## Exercise objective
In the text below about Houghton's hepatitis C research, which company did Houghton join before moving to Chiron Corporation?

Houghton joined G. D. Searle & Company before moving to Chiron Corporation in 1982. It was at Chiron that Houghton together with colleagues Qui-Lim Choo and George Kuo, and Daniel W. Bradley from the Centers for Disease Control and Prevention, first discovered evidence for HCV.

Houghton was co-author of a series of seminal studies published in 1989 and 1990 that identified hepatitis C antibodies in blood, particularly among patients at higher risk of contracting the disease, including those who had received blood transfusions. This work led to the development of a blood screening test in 1990; widespread blood screening that began in 1992 with the development of a more sensitive test has since virtually eliminated hepatitis C contamination of donated blood supplies in Canada. In other studies published during the same period, Houghton and collaborators linked hepatitis C with liver cancer.

In 2013, Houghton's team at the University of Alberta showed that a vaccine derived from a single strain of Hepatitis C was effective against all strains of the virus. As of 2020, the vaccine was in pre-clinical trials.

## Material shown

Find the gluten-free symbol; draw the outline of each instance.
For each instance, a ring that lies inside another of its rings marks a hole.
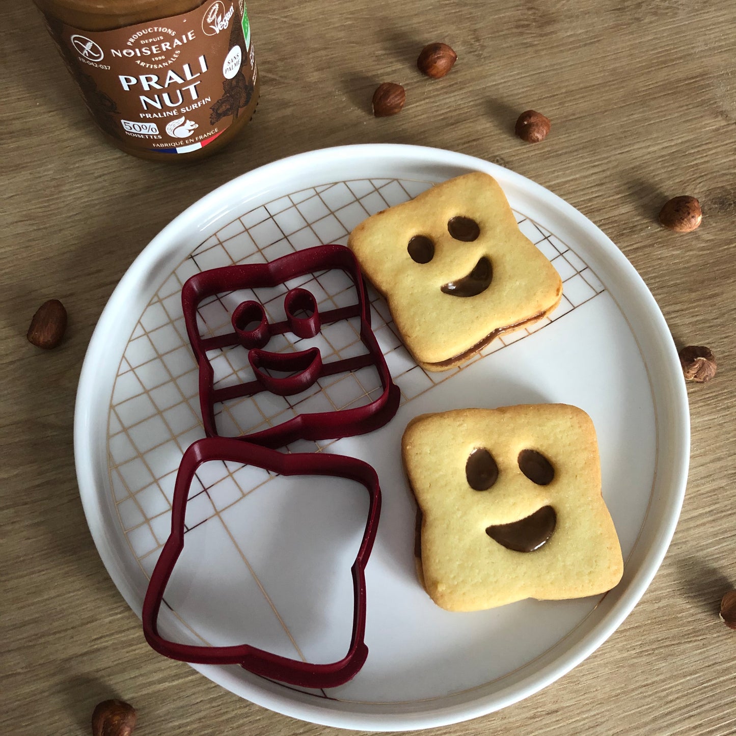
[[[75,34],[71,36],[69,40],[71,41],[71,45],[77,49],[77,52],[85,59],[89,59],[90,61],[102,61],[105,57],[105,52],[99,46],[86,36]]]

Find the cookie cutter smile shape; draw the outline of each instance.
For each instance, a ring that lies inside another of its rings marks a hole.
[[[320,312],[312,294],[292,289],[284,297],[286,319],[269,323],[263,305],[255,300],[239,304],[232,314],[233,331],[210,337],[200,336],[197,308],[208,297],[247,289],[272,288],[307,274],[339,269],[352,280],[355,304]],[[228,266],[192,276],[182,289],[182,308],[189,342],[199,369],[199,403],[208,436],[218,436],[216,403],[268,391],[291,396],[305,391],[321,378],[373,367],[382,391],[363,406],[316,414],[298,414],[280,425],[242,436],[264,447],[279,447],[297,439],[329,439],[363,434],[382,427],[395,414],[400,392],[393,383],[383,352],[370,327],[370,308],[362,275],[353,252],[342,245],[322,245],[290,253],[268,263]],[[316,347],[292,353],[263,350],[271,337],[287,332],[299,338],[314,337],[322,325],[358,317],[360,338],[367,352],[325,362]],[[208,351],[233,345],[248,350],[255,380],[221,388],[214,386],[214,371]],[[292,372],[277,377],[272,372]]]
[[[158,616],[166,585],[184,548],[184,521],[189,487],[201,464],[222,460],[260,467],[282,475],[331,475],[364,486],[370,497],[365,531],[353,576],[353,629],[347,654],[340,660],[314,664],[281,657],[248,644],[201,646],[170,641],[158,631]],[[205,665],[240,665],[270,679],[302,687],[335,687],[355,676],[368,656],[364,640],[366,623],[365,567],[373,548],[381,513],[381,488],[375,471],[355,458],[322,453],[287,455],[232,437],[208,437],[191,445],[177,474],[171,506],[171,532],[156,562],[143,604],[146,640],[159,654],[172,659]]]

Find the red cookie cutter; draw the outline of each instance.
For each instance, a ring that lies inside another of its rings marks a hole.
[[[347,654],[338,662],[316,665],[280,657],[247,644],[236,646],[197,646],[179,644],[158,633],[158,613],[174,566],[184,546],[184,518],[189,486],[197,469],[209,460],[239,462],[282,475],[333,475],[356,481],[370,496],[363,541],[350,568],[354,591],[353,634]],[[171,533],[163,545],[146,592],[143,629],[156,651],[184,662],[205,665],[240,665],[256,675],[302,687],[336,687],[355,676],[368,656],[364,641],[366,620],[365,567],[370,556],[381,512],[381,488],[375,471],[355,458],[322,453],[288,455],[266,450],[232,437],[200,439],[184,453],[174,489]]]
[[[243,302],[233,313],[233,332],[202,337],[197,323],[197,310],[202,300],[218,294],[244,289],[274,287],[307,274],[342,269],[353,280],[358,295],[356,304],[319,312],[314,297],[306,289],[292,289],[284,297],[286,319],[269,323],[261,304]],[[269,391],[280,396],[298,394],[323,376],[374,366],[383,392],[364,406],[336,411],[299,414],[280,425],[241,439],[264,447],[279,447],[297,439],[330,439],[363,434],[383,427],[396,414],[400,392],[391,378],[383,354],[370,327],[370,308],[365,283],[353,252],[342,245],[322,245],[290,253],[269,263],[227,266],[196,274],[182,289],[182,307],[187,333],[199,367],[199,403],[205,432],[217,436],[214,406],[220,402]],[[368,350],[365,355],[323,362],[319,348],[298,353],[271,353],[263,348],[274,335],[291,332],[300,338],[314,337],[322,324],[360,317],[361,339]],[[255,326],[254,326],[255,325]],[[214,372],[208,350],[242,345],[255,380],[216,389]],[[275,378],[270,370],[296,372],[286,378]]]

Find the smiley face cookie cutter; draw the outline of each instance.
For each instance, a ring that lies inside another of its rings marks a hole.
[[[199,646],[182,644],[163,637],[158,630],[159,612],[166,585],[184,547],[184,520],[189,487],[197,468],[222,460],[252,465],[282,475],[331,475],[355,481],[370,497],[368,517],[360,548],[350,572],[353,586],[353,630],[347,653],[336,662],[314,664],[281,657],[248,644]],[[364,640],[366,622],[365,567],[378,528],[381,488],[375,471],[355,458],[322,453],[286,454],[230,437],[205,438],[189,446],[177,474],[171,509],[171,532],[156,562],[143,605],[146,640],[158,652],[172,659],[205,665],[239,665],[254,674],[302,687],[336,687],[355,676],[365,662],[368,648]]]
[[[197,322],[197,307],[209,297],[246,289],[275,287],[307,274],[339,269],[352,280],[357,294],[354,305],[320,312],[314,295],[304,289],[292,289],[284,298],[286,319],[269,322],[259,302],[241,302],[232,314],[233,331],[202,337]],[[329,439],[363,434],[382,427],[398,408],[400,392],[391,374],[370,326],[370,308],[366,287],[352,251],[342,245],[316,246],[284,255],[268,263],[228,266],[192,276],[182,289],[182,307],[189,342],[199,369],[199,403],[208,436],[218,435],[215,405],[231,399],[268,391],[280,396],[298,394],[320,378],[372,366],[378,371],[382,392],[363,406],[334,411],[297,414],[282,424],[242,439],[264,447],[278,447],[297,439]],[[360,338],[367,350],[364,355],[322,361],[319,348],[280,353],[264,350],[269,339],[292,333],[300,338],[314,337],[322,325],[351,317],[360,318]],[[208,351],[233,345],[248,350],[255,380],[215,388],[214,372]],[[292,375],[275,377],[272,372]]]

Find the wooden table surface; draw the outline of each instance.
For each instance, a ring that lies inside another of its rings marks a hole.
[[[418,144],[495,161],[570,202],[651,289],[678,347],[707,344],[710,383],[690,385],[687,494],[669,552],[619,629],[572,672],[502,712],[438,734],[736,732],[736,632],[718,601],[736,583],[736,14],[684,0],[250,0],[262,79],[258,114],[199,163],[139,160],[96,134],[27,1],[0,9],[0,732],[89,732],[95,704],[126,699],[141,736],[333,734],[230,694],[145,643],[104,569],[74,474],[79,369],[118,280],[196,199],[283,156],[343,144]],[[433,82],[419,50],[459,61]],[[383,81],[407,91],[375,119]],[[532,146],[522,110],[552,120]],[[698,230],[664,230],[670,197],[703,204]],[[60,299],[63,344],[26,342]],[[623,459],[622,459],[623,461]]]

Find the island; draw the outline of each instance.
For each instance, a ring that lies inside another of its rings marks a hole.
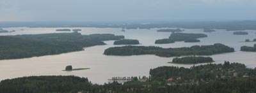
[[[8,31],[6,30],[0,30],[0,33],[9,32]]]
[[[166,43],[173,43],[175,41],[170,39],[157,39],[155,41],[156,44],[166,44]]]
[[[24,76],[1,80],[0,92],[249,93],[253,92],[256,86],[256,70],[237,62],[189,68],[161,66],[149,69],[149,75],[142,78],[116,77],[115,82],[102,85],[74,75]],[[127,78],[129,80],[122,84],[116,82]]]
[[[168,63],[175,64],[200,64],[214,62],[212,58],[210,57],[185,57],[182,58],[175,57],[172,59],[172,62]]]
[[[82,29],[73,29],[73,31],[82,31]]]
[[[66,66],[66,68],[65,70],[63,70],[64,71],[77,71],[77,70],[83,70],[83,69],[88,69],[90,68],[75,68],[73,69],[72,66],[71,65]]]
[[[243,31],[234,32],[233,34],[236,34],[236,35],[247,35],[247,34],[249,34],[248,32],[243,32]]]
[[[159,57],[175,57],[182,55],[210,55],[234,52],[234,48],[221,43],[213,45],[192,46],[191,47],[163,48],[158,46],[123,46],[111,47],[105,50],[106,55],[156,55]]]
[[[157,31],[157,32],[182,32],[182,30],[180,29],[159,29]]]
[[[56,29],[56,31],[71,31],[71,30],[68,29]]]
[[[244,52],[256,52],[256,44],[253,46],[241,46],[241,51]]]
[[[173,41],[186,41],[186,42],[200,42],[200,40],[195,40],[198,38],[205,38],[207,35],[204,34],[195,34],[195,33],[172,33],[169,38],[157,39],[155,41],[156,44],[171,43]]]
[[[200,42],[200,41],[199,39],[194,39],[194,38],[191,38],[191,39],[185,39],[184,42],[186,43],[193,43],[193,42]]]
[[[124,39],[118,41],[115,41],[114,45],[138,45],[140,42],[137,39]]]
[[[212,29],[204,29],[204,32],[216,32],[216,31]]]
[[[111,34],[81,35],[77,32],[0,36],[0,60],[82,51],[84,47],[106,45],[103,41],[124,38],[124,36]]]
[[[244,31],[244,29],[242,29],[242,28],[228,28],[226,29],[226,31]]]

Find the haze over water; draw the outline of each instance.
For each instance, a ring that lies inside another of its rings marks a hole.
[[[20,29],[24,29],[20,31]],[[35,34],[56,32],[60,28],[4,28],[6,30],[16,30],[12,33],[0,33],[1,36],[17,34]],[[246,39],[256,38],[255,31],[248,31],[249,35],[234,35],[233,31],[216,30],[213,32],[204,32],[203,29],[185,29],[183,32],[204,33],[207,38],[200,38],[200,43],[175,42],[171,44],[156,45],[157,39],[167,38],[170,32],[157,32],[159,29],[126,29],[122,32],[120,28],[70,28],[81,29],[82,34],[99,33],[124,35],[126,39],[136,39],[143,46],[159,46],[164,48],[191,46],[193,45],[209,45],[220,43],[235,48],[235,52],[213,55],[214,63],[223,63],[225,61],[245,64],[248,68],[256,67],[256,56],[253,52],[240,51],[243,45],[253,46],[255,43],[244,43]],[[104,83],[113,76],[148,76],[150,68],[163,66],[174,66],[189,68],[193,65],[173,64],[167,63],[173,57],[160,57],[154,55],[134,56],[107,56],[103,55],[104,50],[113,45],[113,41],[105,41],[106,45],[86,48],[84,51],[70,52],[60,55],[47,55],[22,59],[0,61],[0,80],[34,75],[76,75],[88,77],[93,83]],[[118,45],[120,46],[120,45]],[[62,71],[67,65],[74,68],[90,68],[90,69]],[[197,64],[198,65],[198,64]]]

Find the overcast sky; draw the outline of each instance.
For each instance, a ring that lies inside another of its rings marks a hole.
[[[0,0],[0,21],[256,20],[256,0]]]

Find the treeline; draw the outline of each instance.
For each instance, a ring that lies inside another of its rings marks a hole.
[[[239,63],[225,62],[191,68],[163,66],[150,69],[150,75],[146,81],[134,79],[123,85],[116,82],[93,84],[87,78],[74,76],[22,77],[2,80],[0,92],[256,92],[256,69],[246,68]]]
[[[185,57],[182,58],[175,57],[172,59],[170,63],[177,64],[199,64],[212,62],[213,59],[210,57]]]
[[[234,52],[230,48],[220,43],[213,45],[193,46],[191,47],[163,48],[157,46],[124,46],[111,47],[105,50],[107,55],[136,55],[154,54],[160,57],[174,57],[189,55],[209,55]]]
[[[182,30],[180,29],[159,29],[157,31],[157,32],[182,32]]]
[[[56,29],[56,31],[71,31],[69,29]]]
[[[244,64],[241,63],[225,62],[223,64],[208,64],[193,66],[190,68],[175,66],[159,67],[150,69],[150,75],[152,80],[162,82],[162,83],[164,83],[170,78],[173,78],[174,82],[177,82],[176,83],[179,82],[182,83],[189,80],[193,80],[193,82],[196,83],[202,80],[208,82],[235,77],[255,77],[256,69],[246,68]],[[181,77],[181,79],[175,79],[176,77]]]
[[[120,39],[115,41],[114,45],[138,45],[140,42],[137,39]]]
[[[240,50],[244,52],[256,52],[256,44],[253,46],[243,46]]]
[[[234,32],[233,34],[236,34],[236,35],[247,35],[247,34],[248,34],[248,32],[243,32],[243,31],[237,31],[237,32]]]
[[[212,29],[204,29],[204,32],[216,32],[216,31]]]
[[[184,41],[184,42],[188,42],[188,43],[189,43],[189,42],[200,42],[200,41],[199,40],[199,39],[186,39],[185,41]]]
[[[109,34],[81,35],[77,32],[0,36],[0,59],[80,51],[84,47],[105,45],[102,41],[124,38],[124,36]]]
[[[170,43],[174,41],[186,41],[186,42],[198,42],[196,39],[200,38],[207,37],[207,35],[204,34],[194,34],[194,33],[172,33],[169,36],[169,38],[157,39],[155,42],[156,44]]]

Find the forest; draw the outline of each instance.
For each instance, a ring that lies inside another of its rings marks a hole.
[[[170,39],[157,39],[155,41],[156,44],[165,44],[165,43],[173,43],[175,41]]]
[[[102,41],[118,40],[124,36],[81,35],[52,33],[0,36],[0,59],[22,59],[81,51],[84,47],[105,45]]]
[[[216,31],[212,29],[204,29],[204,32],[216,32]]]
[[[152,54],[159,57],[175,57],[181,55],[210,55],[234,52],[234,48],[221,43],[213,45],[192,46],[191,47],[163,48],[157,46],[124,46],[111,47],[105,50],[107,55],[136,55]]]
[[[241,46],[241,51],[244,52],[256,52],[256,44],[253,46]]]
[[[212,62],[213,59],[210,57],[175,57],[172,59],[172,62],[170,63],[176,64],[200,64]]]
[[[189,42],[200,42],[200,41],[199,39],[185,39],[184,42],[186,43],[189,43]]]
[[[225,62],[190,68],[162,66],[150,70],[150,76],[123,85],[97,85],[75,76],[39,76],[2,80],[0,92],[26,93],[229,93],[256,92],[256,69]]]
[[[114,45],[138,45],[140,41],[137,39],[123,39],[120,40],[115,41]]]
[[[56,29],[56,31],[71,31],[71,30],[68,29]]]
[[[247,35],[248,34],[248,32],[243,31],[237,31],[237,32],[234,32],[233,34],[236,35]]]
[[[198,42],[198,40],[195,40],[200,38],[207,37],[204,34],[194,34],[194,33],[172,33],[169,38],[157,39],[155,41],[156,44],[170,43],[174,41],[186,41],[186,42]]]

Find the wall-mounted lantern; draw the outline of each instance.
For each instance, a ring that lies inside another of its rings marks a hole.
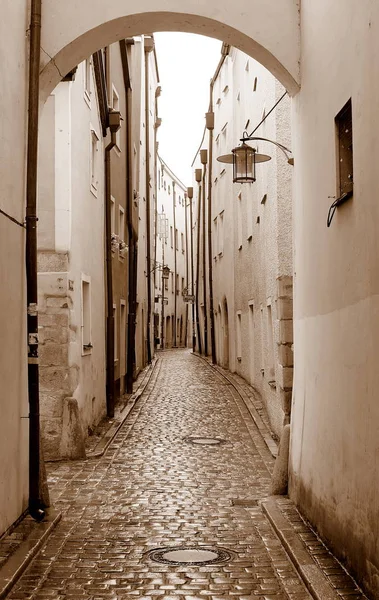
[[[165,265],[162,269],[162,279],[168,279],[170,277],[170,267]]]

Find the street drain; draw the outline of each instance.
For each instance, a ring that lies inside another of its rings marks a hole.
[[[219,446],[220,444],[225,444],[226,440],[222,440],[221,438],[211,438],[211,437],[186,437],[184,438],[185,442],[188,444],[195,444],[199,446]]]
[[[234,554],[212,546],[166,546],[151,550],[149,558],[165,565],[219,565],[232,560]]]

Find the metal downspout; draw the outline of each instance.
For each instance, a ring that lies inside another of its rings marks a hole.
[[[193,215],[192,215],[192,199],[193,199],[193,189],[189,189],[188,193],[189,201],[190,201],[190,244],[191,244],[191,295],[194,296],[194,269],[193,269]],[[195,303],[192,302],[192,352],[196,350],[196,331],[195,331]]]
[[[186,230],[186,237],[185,237],[185,243],[186,243],[186,294],[188,294],[188,285],[189,285],[189,281],[188,281],[188,273],[189,273],[189,264],[188,264],[188,260],[189,260],[189,255],[188,255],[188,217],[187,217],[187,193],[184,193],[184,227]],[[187,336],[188,336],[188,302],[186,302],[186,328],[185,328],[185,334],[184,334],[184,340],[185,340],[185,346],[187,347]]]
[[[206,165],[206,150],[201,150],[203,153],[203,304],[204,304],[204,355],[208,356],[208,313],[207,313],[207,253],[206,253],[206,210],[205,210],[205,180],[207,173],[207,165]]]
[[[200,334],[200,319],[199,319],[199,279],[200,279],[200,233],[201,233],[201,169],[196,169],[200,175],[200,181],[196,177],[196,181],[198,181],[198,206],[197,206],[197,252],[196,252],[196,294],[195,294],[195,302],[196,302],[196,332],[197,332],[197,350],[199,354],[202,353],[201,346],[201,334]],[[197,175],[197,173],[196,173]]]
[[[28,150],[26,173],[26,294],[29,394],[29,513],[36,521],[45,516],[41,490],[40,402],[38,358],[37,282],[37,169],[41,0],[32,0],[30,16]]]
[[[147,362],[151,363],[151,223],[150,223],[150,115],[149,52],[154,46],[145,43],[145,178],[146,178],[146,277],[147,277]]]
[[[107,416],[114,417],[114,316],[113,316],[113,273],[112,273],[112,223],[111,223],[111,157],[116,145],[116,133],[105,148],[105,264],[107,281]]]

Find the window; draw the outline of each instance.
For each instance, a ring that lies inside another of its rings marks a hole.
[[[218,220],[218,253],[219,256],[224,253],[224,211],[220,213]]]
[[[82,275],[82,356],[91,354],[91,279]]]
[[[90,165],[90,173],[91,173],[91,192],[97,196],[97,188],[99,185],[98,181],[98,158],[99,155],[99,136],[96,131],[91,128],[91,165]]]
[[[117,306],[113,305],[114,361],[118,360]]]
[[[122,206],[118,207],[118,235],[120,241],[125,239],[125,210]]]
[[[338,151],[338,195],[353,193],[353,122],[351,99],[335,118]]]
[[[126,373],[126,302],[120,300],[120,375]]]
[[[92,70],[92,58],[87,58],[84,61],[84,100],[91,106],[91,70]]]
[[[241,361],[242,357],[242,314],[241,311],[237,313],[237,332],[236,332],[236,342],[237,342],[237,360]]]
[[[112,108],[113,110],[120,110],[120,97],[114,85],[112,85]],[[116,147],[121,151],[121,129],[116,133]]]

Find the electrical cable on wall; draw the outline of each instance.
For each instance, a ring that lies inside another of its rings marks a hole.
[[[23,229],[25,229],[25,227],[26,227],[25,223],[20,223],[20,221],[17,221],[17,219],[15,219],[14,217],[11,217],[10,215],[8,215],[8,213],[6,213],[4,210],[1,210],[1,208],[0,208],[0,214],[4,215],[4,217],[6,217],[7,219],[9,219],[13,223],[16,223],[16,225],[19,225]]]

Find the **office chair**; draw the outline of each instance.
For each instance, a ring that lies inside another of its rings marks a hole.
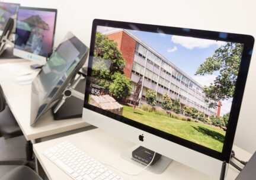
[[[27,166],[18,166],[5,175],[0,180],[43,180],[34,171]]]
[[[23,135],[14,116],[5,103],[4,92],[0,85],[0,137],[12,138]],[[34,169],[32,161],[33,147],[30,141],[26,143],[27,159],[0,159],[0,165],[27,165]]]

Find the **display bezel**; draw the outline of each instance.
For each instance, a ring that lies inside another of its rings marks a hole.
[[[20,9],[42,11],[49,11],[49,12],[55,12],[55,23],[54,23],[54,27],[53,27],[53,40],[52,40],[51,52],[50,53],[49,53],[49,54],[48,54],[47,56],[43,56],[39,54],[39,56],[42,56],[42,57],[46,57],[46,58],[49,57],[52,55],[52,54],[53,53],[53,46],[54,46],[55,37],[55,29],[56,29],[56,20],[57,20],[57,9],[56,9],[39,8],[31,8],[31,7],[20,7],[19,8],[18,8],[18,12],[17,12],[17,21],[18,21],[18,14],[19,14]],[[17,28],[16,27],[15,32],[17,32]],[[15,43],[14,44],[14,48],[16,48],[16,44]],[[31,52],[27,52],[27,51],[25,51],[24,50],[23,50],[23,51],[26,52],[27,53],[33,54],[33,53],[31,53]]]
[[[96,30],[98,25],[127,30],[136,30],[152,33],[158,33],[159,32],[159,30],[161,30],[161,31],[164,32],[165,34],[169,34],[172,35],[188,36],[200,38],[238,43],[244,44],[229,115],[229,120],[231,119],[232,120],[229,121],[229,123],[227,126],[227,130],[224,140],[222,152],[220,153],[217,152],[205,146],[199,145],[197,143],[193,143],[179,137],[158,130],[148,126],[136,122],[134,120],[96,107],[88,103],[89,100],[89,95],[90,94],[89,88],[90,85],[89,78],[92,73],[91,67],[92,65],[92,59],[94,57]],[[252,48],[254,43],[254,38],[252,36],[234,33],[98,19],[95,19],[93,21],[91,33],[88,76],[86,86],[87,88],[85,89],[85,101],[84,105],[84,108],[101,114],[116,121],[131,126],[135,128],[140,129],[149,133],[154,134],[161,138],[169,140],[172,142],[193,149],[213,158],[216,158],[222,161],[225,160],[227,162],[229,162],[235,133],[245,86],[246,80],[249,70]]]

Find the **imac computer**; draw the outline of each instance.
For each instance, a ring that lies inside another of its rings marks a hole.
[[[85,63],[89,49],[69,33],[32,82],[30,125],[61,99]]]
[[[0,2],[0,34],[2,34],[9,18],[15,20],[19,4]],[[15,23],[14,23],[15,24]],[[15,31],[12,30],[11,33]]]
[[[20,7],[14,55],[44,65],[53,50],[57,9]]]
[[[254,42],[248,35],[94,20],[83,120],[219,178]]]

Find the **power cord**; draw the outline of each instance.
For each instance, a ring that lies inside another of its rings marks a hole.
[[[143,168],[142,169],[140,170],[138,172],[136,172],[136,173],[129,173],[129,172],[125,172],[125,171],[123,171],[123,170],[121,170],[121,169],[119,169],[119,168],[118,168],[114,167],[114,166],[112,166],[112,165],[110,165],[110,164],[105,163],[103,163],[103,164],[104,164],[105,165],[107,165],[107,166],[111,166],[111,167],[112,167],[112,168],[114,168],[114,169],[117,169],[117,170],[119,170],[119,171],[121,171],[121,172],[123,172],[123,173],[126,173],[126,174],[127,174],[127,175],[130,175],[130,176],[136,176],[136,175],[139,175],[139,174],[140,174],[142,171],[144,171],[145,169],[146,169],[149,166],[150,166],[150,165],[151,165],[151,163],[152,163],[152,162],[153,162],[153,159],[154,159],[154,158],[155,158],[155,154],[156,154],[156,152],[154,152],[154,155],[153,155],[153,158],[152,158],[152,159],[151,160],[151,162],[150,162],[148,165],[146,165],[145,168]]]
[[[231,152],[231,158],[233,158],[237,161],[239,162],[241,164],[245,166],[248,162],[245,162],[244,160],[241,160],[235,156],[235,152],[232,150]]]
[[[236,159],[237,161],[238,161],[239,162],[240,162],[241,164],[242,164],[244,166],[247,163],[247,162],[238,159],[236,157],[235,157],[235,152],[233,150],[231,151],[231,158],[233,158],[235,159]],[[236,164],[235,164],[231,160],[229,161],[229,163],[231,165],[232,165],[235,168],[238,169],[238,171],[242,171],[242,169],[239,166],[238,166]]]

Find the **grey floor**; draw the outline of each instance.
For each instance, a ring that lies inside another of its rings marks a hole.
[[[4,139],[0,137],[0,160],[6,158],[25,158],[25,137]],[[17,166],[0,165],[0,179]]]

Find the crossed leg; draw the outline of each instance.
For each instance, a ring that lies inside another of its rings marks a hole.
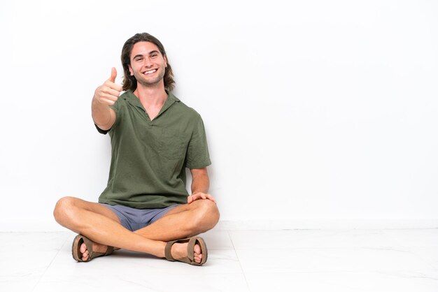
[[[181,205],[168,212],[153,224],[132,232],[123,227],[118,217],[110,209],[96,203],[77,198],[60,199],[55,208],[54,216],[62,226],[82,234],[94,242],[93,250],[106,249],[106,246],[164,257],[166,242],[184,238],[211,229],[219,219],[215,203],[198,200]],[[88,251],[81,247],[83,257]],[[171,254],[174,258],[187,256],[187,243],[175,244]],[[200,248],[195,247],[195,261],[200,262]]]

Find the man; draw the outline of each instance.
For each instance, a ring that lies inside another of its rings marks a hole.
[[[121,59],[122,87],[113,68],[92,102],[97,130],[111,138],[108,185],[98,203],[62,198],[55,218],[78,233],[72,247],[78,261],[118,248],[202,265],[206,246],[195,235],[219,219],[208,193],[211,162],[202,120],[171,93],[171,68],[156,38],[136,34]],[[192,177],[190,196],[185,168]]]

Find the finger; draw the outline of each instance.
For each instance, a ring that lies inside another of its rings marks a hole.
[[[117,70],[115,70],[115,68],[113,67],[111,68],[111,76],[110,77],[108,80],[114,83],[115,82],[116,77],[117,77]]]
[[[207,198],[209,198],[209,200],[213,201],[214,203],[216,203],[216,200],[214,198],[214,197],[213,196],[211,196],[211,194],[207,194]]]
[[[114,90],[117,90],[119,92],[120,92],[123,89],[123,87],[122,87],[120,85],[119,85],[118,84],[113,83],[111,80],[106,80],[105,83],[104,84],[104,85],[109,88],[111,88]]]
[[[118,96],[120,95],[120,92],[119,90],[113,89],[111,87],[105,87],[102,89],[102,92],[106,94],[108,94],[109,95],[112,95],[113,96]]]

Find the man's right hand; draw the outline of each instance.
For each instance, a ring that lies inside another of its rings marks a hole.
[[[116,76],[117,71],[113,67],[109,79],[96,89],[93,96],[94,101],[108,105],[112,105],[115,103],[122,92],[122,87],[115,83]]]

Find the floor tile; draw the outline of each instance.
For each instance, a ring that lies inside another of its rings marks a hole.
[[[399,242],[379,230],[229,231],[236,249],[260,248],[393,247]]]
[[[66,238],[64,233],[1,233],[0,291],[30,291]]]

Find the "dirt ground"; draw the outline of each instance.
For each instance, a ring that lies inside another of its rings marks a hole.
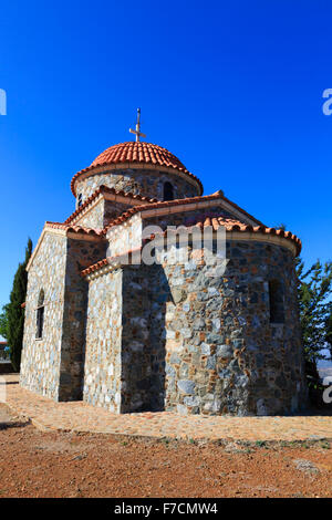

## Answer to this exercise
G. D. Searle & Company